▶ Work request
The data below should be restated word for word, pictures omitted.

▶ Extracted material
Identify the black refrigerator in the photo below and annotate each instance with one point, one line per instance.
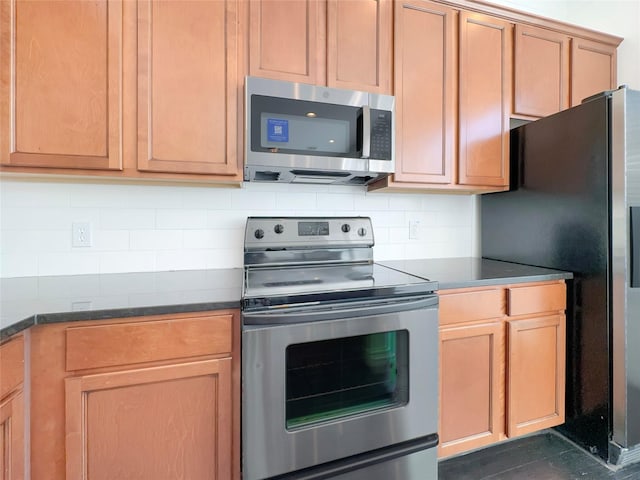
(574, 204)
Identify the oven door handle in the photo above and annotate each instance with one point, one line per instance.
(320, 312)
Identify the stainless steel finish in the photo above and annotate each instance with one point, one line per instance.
(275, 450)
(261, 166)
(625, 193)
(366, 131)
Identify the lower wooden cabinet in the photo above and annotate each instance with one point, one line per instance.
(13, 455)
(172, 421)
(502, 363)
(142, 398)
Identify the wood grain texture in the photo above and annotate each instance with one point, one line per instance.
(593, 69)
(287, 40)
(485, 99)
(426, 92)
(11, 365)
(471, 387)
(62, 84)
(172, 422)
(535, 374)
(137, 342)
(359, 44)
(12, 438)
(541, 71)
(471, 305)
(537, 299)
(187, 86)
(48, 373)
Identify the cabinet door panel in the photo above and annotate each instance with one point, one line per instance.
(287, 40)
(593, 69)
(163, 422)
(485, 93)
(536, 374)
(471, 387)
(60, 91)
(187, 87)
(425, 89)
(541, 71)
(359, 44)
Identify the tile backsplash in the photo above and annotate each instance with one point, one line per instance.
(145, 227)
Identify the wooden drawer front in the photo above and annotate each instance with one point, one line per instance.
(11, 365)
(537, 299)
(127, 343)
(469, 306)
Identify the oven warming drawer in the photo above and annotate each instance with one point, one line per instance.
(352, 396)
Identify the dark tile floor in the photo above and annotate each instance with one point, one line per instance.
(546, 456)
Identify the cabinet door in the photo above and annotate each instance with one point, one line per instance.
(535, 374)
(359, 44)
(541, 71)
(485, 100)
(188, 87)
(593, 69)
(287, 40)
(61, 84)
(12, 438)
(172, 421)
(471, 386)
(426, 90)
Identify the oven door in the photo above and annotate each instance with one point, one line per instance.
(323, 383)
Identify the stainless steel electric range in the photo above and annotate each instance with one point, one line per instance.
(339, 356)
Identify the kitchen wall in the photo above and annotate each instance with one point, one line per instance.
(148, 227)
(138, 228)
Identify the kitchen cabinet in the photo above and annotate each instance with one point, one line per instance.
(339, 43)
(502, 363)
(110, 398)
(157, 94)
(541, 71)
(453, 88)
(593, 69)
(61, 86)
(188, 87)
(13, 420)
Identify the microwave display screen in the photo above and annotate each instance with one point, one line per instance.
(308, 229)
(303, 133)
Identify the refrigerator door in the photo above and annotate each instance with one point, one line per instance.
(557, 216)
(625, 232)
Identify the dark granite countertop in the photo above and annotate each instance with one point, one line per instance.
(474, 272)
(28, 301)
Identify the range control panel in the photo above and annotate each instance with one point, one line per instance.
(263, 233)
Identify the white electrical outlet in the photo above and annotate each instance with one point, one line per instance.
(80, 234)
(414, 229)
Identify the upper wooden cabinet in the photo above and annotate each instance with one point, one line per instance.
(61, 85)
(541, 71)
(188, 86)
(426, 92)
(593, 69)
(485, 93)
(339, 43)
(145, 89)
(452, 88)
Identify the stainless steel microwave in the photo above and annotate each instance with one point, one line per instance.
(299, 133)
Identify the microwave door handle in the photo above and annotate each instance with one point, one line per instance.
(366, 131)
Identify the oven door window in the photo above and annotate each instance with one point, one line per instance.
(332, 379)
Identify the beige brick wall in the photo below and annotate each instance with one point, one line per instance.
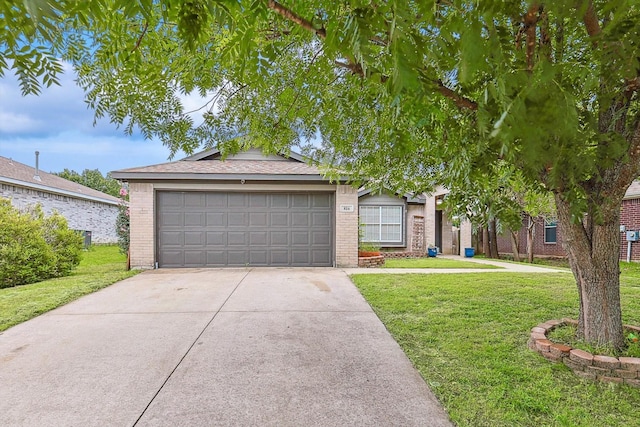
(346, 227)
(142, 246)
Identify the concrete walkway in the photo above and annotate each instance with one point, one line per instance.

▶ Exercise response
Identify the black refrigerator in the photo below and annotate each instance with one point, one line per instance.
(574, 204)
Identify the oven door handle in the photo above and annotate each instance with one point, one line per instance.
(320, 312)
Identify the stainless steel finish in the photo above and annotate each instance with one point, one line per instance.
(275, 450)
(261, 166)
(625, 193)
(366, 131)
Identify the lower wooden cabinet in the photo above and annotate each instance with one point, one line per instance.
(13, 455)
(172, 421)
(502, 363)
(142, 398)
Identify the wood grain texture in the photo above and annotate each instance with one point, one line per instance.
(593, 69)
(287, 40)
(485, 99)
(426, 92)
(11, 365)
(471, 387)
(62, 84)
(172, 422)
(535, 374)
(137, 342)
(359, 44)
(12, 438)
(541, 71)
(471, 305)
(537, 299)
(187, 86)
(48, 373)
Identify the cabinet door panel in the photo above and annotate each instance with one point, one line per instance.
(287, 40)
(593, 69)
(163, 422)
(485, 93)
(536, 374)
(471, 387)
(60, 91)
(187, 87)
(425, 89)
(541, 71)
(359, 44)
Identify the tile backsplash in the photo above and annotate each instance with one point, one line per instance.
(145, 227)
Identify the wooden drawer front in the photo above and annotate each instance with one point, one line per instance.
(11, 365)
(537, 299)
(127, 343)
(469, 306)
Identify the oven warming drawer in the photo above and annotate each instance with one point, one line per instance.
(352, 396)
Identify the dark tile floor in the photo above and annotate each instance with one point, one line per instance.
(546, 456)
Identify the cabinet door in the photo above and annotate each instance with one point, one line per instance.
(535, 374)
(359, 44)
(541, 71)
(485, 100)
(188, 87)
(593, 69)
(287, 40)
(61, 84)
(12, 438)
(172, 421)
(471, 386)
(426, 90)
Identify the oven door in the photo above and annotate each instance with one point, one line per instance.
(323, 383)
Identify the stainless steel electric range in the photo above and annotate each instance with one point, one line per instance.
(339, 356)
Identify the kitchen wall in the photo above and annotate each instance with one point, one line per instance.
(148, 227)
(138, 228)
Identify the kitchen cabinet in the photo above and annotate each instance with one point, one line per instance.
(339, 43)
(502, 363)
(110, 398)
(157, 94)
(541, 71)
(453, 88)
(593, 69)
(61, 86)
(188, 87)
(13, 420)
Identify the microwave display screen in the photo above and annotate each instance with one point, one line per instance.
(308, 229)
(303, 133)
Identify the refrigerator door in the photo above and annotate each instance with one point, one line per instance.
(557, 216)
(625, 232)
Identify the dark granite countertop in the photo above and annotate each instance with one point, one line per instance.
(474, 272)
(28, 301)
Identify the range control panel in the photo above and annotate each instance with one point, one line per instance.
(263, 233)
Identify the white electrical outlet in the photo above and annotate each instance with one point, one line per instance.
(80, 234)
(414, 229)
Identify the upper wooden cabinet in the photo above and annotate each instance with one point, one line per instance.
(61, 85)
(541, 71)
(188, 86)
(426, 92)
(593, 69)
(485, 93)
(339, 43)
(145, 89)
(452, 88)
Identify the stainless steel microwave in the photo above and annotate each instance with one point, one line per instance.
(299, 133)
Identify the microwave door handle in the photo above and annotate each instance with one point, one line per instance.
(366, 131)
Identify the oven door window in the photo above and annotate each instance with one point, one line per instance.
(332, 379)
Identify the beige brick wall in the photo below and annotate each instance with one point, one line per instance.
(346, 227)
(142, 246)
Identify the concrete walkway in the photo above and annotate each instance with one point, one line per instance.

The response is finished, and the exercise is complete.